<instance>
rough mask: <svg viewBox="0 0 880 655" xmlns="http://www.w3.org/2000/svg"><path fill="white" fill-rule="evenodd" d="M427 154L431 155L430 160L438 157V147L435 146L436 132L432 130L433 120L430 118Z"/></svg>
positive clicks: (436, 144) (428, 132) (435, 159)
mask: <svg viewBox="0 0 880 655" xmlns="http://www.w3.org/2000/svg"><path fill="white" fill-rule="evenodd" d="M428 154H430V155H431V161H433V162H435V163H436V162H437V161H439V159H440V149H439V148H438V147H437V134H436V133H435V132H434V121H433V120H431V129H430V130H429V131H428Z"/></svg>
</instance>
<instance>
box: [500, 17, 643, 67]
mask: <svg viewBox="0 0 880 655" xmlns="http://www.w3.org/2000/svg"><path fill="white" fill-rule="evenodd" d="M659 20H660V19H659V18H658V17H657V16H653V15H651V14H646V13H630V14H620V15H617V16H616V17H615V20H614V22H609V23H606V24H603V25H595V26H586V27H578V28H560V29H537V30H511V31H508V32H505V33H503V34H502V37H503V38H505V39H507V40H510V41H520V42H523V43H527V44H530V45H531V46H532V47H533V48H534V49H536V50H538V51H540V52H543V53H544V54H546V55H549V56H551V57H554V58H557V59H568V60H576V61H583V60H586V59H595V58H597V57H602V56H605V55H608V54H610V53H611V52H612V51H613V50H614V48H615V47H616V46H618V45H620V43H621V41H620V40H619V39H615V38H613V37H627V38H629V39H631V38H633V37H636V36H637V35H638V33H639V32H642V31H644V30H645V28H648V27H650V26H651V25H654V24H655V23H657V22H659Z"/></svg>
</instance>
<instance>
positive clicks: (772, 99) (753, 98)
==
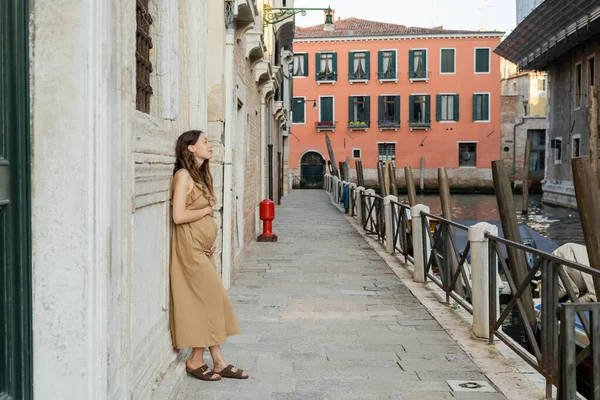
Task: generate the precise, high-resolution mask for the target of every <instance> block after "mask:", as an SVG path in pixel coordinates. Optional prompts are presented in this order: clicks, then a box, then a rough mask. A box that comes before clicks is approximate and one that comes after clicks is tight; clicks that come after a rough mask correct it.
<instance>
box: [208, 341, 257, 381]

> [WHAT IS EXPECTED] Count the lines of the data that contain the string "http", and give only that number.

> [RESULT OF THE TASK] 3